== Istruzioni ==
1/ Trascrivi il brano su via Solferino 28 a partire da "OGGI VI DICO" fino a "Quotidiano,8 novembre 2013)." compreso.
2/ Nel brano su via Solferino 28, quale architetto costruì il palazzo nel 1904?

== Brano scelto ==
OGGI VI DICO CHE… VIA SOLFERINO, 28

“Per pagare i debiti di amministratori che hanno amministrato la tradizione con la disinvoltura di chi fabbrica mortadella, (i giornalisti del Corriere) lasciano il palazzo costruito nel 1904 dall’architetto Luca Beltrami impegnato dai Crespi a riprodurre la dignità del Times di Londra, vocazione rispettata fino a qualche mese fa. Nel bene e nel male via Solferino 28 è l’indirizzo che ha accompagnato la storia d’Italia.” (Maurizio Chierici, Il Fatto Quotidiano,8 novembre 2013).

== Dati forniti ==
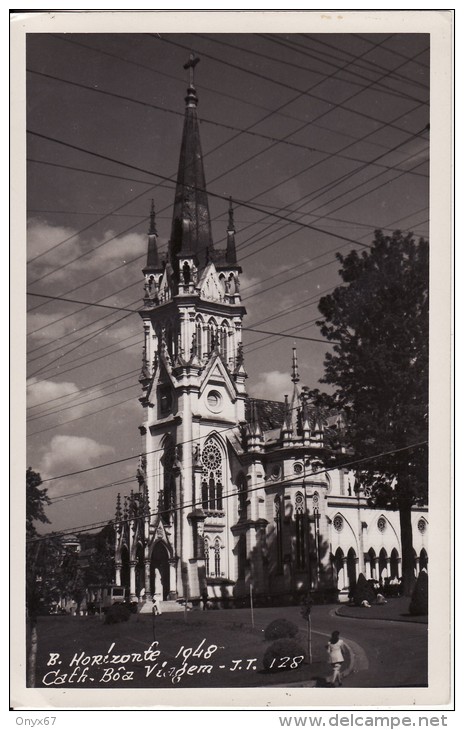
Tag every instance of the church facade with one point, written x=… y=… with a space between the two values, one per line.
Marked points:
x=234 y=494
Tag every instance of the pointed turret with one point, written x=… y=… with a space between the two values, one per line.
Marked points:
x=255 y=432
x=294 y=415
x=231 y=254
x=191 y=187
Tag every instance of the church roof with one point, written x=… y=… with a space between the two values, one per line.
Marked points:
x=270 y=412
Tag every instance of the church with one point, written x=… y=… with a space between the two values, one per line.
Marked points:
x=236 y=496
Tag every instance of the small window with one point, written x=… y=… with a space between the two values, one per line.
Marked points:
x=214 y=401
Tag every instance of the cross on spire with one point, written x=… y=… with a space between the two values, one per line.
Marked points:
x=191 y=63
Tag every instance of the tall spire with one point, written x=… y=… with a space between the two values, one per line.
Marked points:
x=295 y=375
x=191 y=185
x=153 y=263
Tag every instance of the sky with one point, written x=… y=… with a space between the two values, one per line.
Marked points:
x=319 y=140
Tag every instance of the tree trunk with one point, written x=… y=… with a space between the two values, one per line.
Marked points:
x=32 y=658
x=407 y=550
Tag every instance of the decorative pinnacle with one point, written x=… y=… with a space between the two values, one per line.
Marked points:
x=152 y=230
x=191 y=63
x=295 y=375
x=231 y=224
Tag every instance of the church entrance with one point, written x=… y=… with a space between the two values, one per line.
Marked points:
x=125 y=567
x=159 y=571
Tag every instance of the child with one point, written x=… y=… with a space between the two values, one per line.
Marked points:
x=335 y=649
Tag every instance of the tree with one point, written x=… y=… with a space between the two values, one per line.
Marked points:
x=36 y=499
x=378 y=322
x=37 y=557
x=101 y=567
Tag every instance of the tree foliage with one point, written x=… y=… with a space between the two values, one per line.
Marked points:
x=101 y=568
x=378 y=324
x=36 y=500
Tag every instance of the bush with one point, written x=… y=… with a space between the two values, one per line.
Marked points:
x=363 y=591
x=283 y=655
x=280 y=629
x=419 y=605
x=117 y=613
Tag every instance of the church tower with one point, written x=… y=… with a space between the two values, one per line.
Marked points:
x=235 y=494
x=193 y=386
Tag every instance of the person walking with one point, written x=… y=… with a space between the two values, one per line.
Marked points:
x=335 y=650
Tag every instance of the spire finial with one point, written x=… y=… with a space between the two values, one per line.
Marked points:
x=191 y=63
x=295 y=375
x=231 y=224
x=152 y=229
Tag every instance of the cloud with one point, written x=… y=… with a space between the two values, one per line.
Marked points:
x=60 y=402
x=40 y=392
x=272 y=385
x=58 y=264
x=71 y=453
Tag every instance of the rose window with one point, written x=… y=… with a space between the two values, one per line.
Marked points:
x=211 y=457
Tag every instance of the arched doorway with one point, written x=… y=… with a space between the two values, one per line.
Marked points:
x=159 y=569
x=351 y=564
x=125 y=567
x=338 y=567
x=371 y=556
x=383 y=565
x=394 y=564
x=139 y=570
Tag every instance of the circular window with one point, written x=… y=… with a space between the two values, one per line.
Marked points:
x=211 y=456
x=214 y=401
x=422 y=525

== Esercizio svolto ==
1/
OGGI VI DICO CHE… VIA SOLFERINO, 28

“Per pagare i debiti di amministratori che hanno amministrato la tradizione con la disinvoltura di chi fabbrica mortadella, (i giornalisti del Corriere) lasciano il palazzo costruito nel 1904 dall’architetto Luca Beltrami impegnato dai Crespi a riprodurre la dignità del Times di Londra, vocazione rispettata fino a qualche mese fa. Nel bene e nel male via Solferino 28 è l’indirizzo che ha accompagnato la storia d’Italia.” (Maurizio Chierici, Il Fatto Quotidiano,8 novembre 2013).

2/ Luca Beltrami.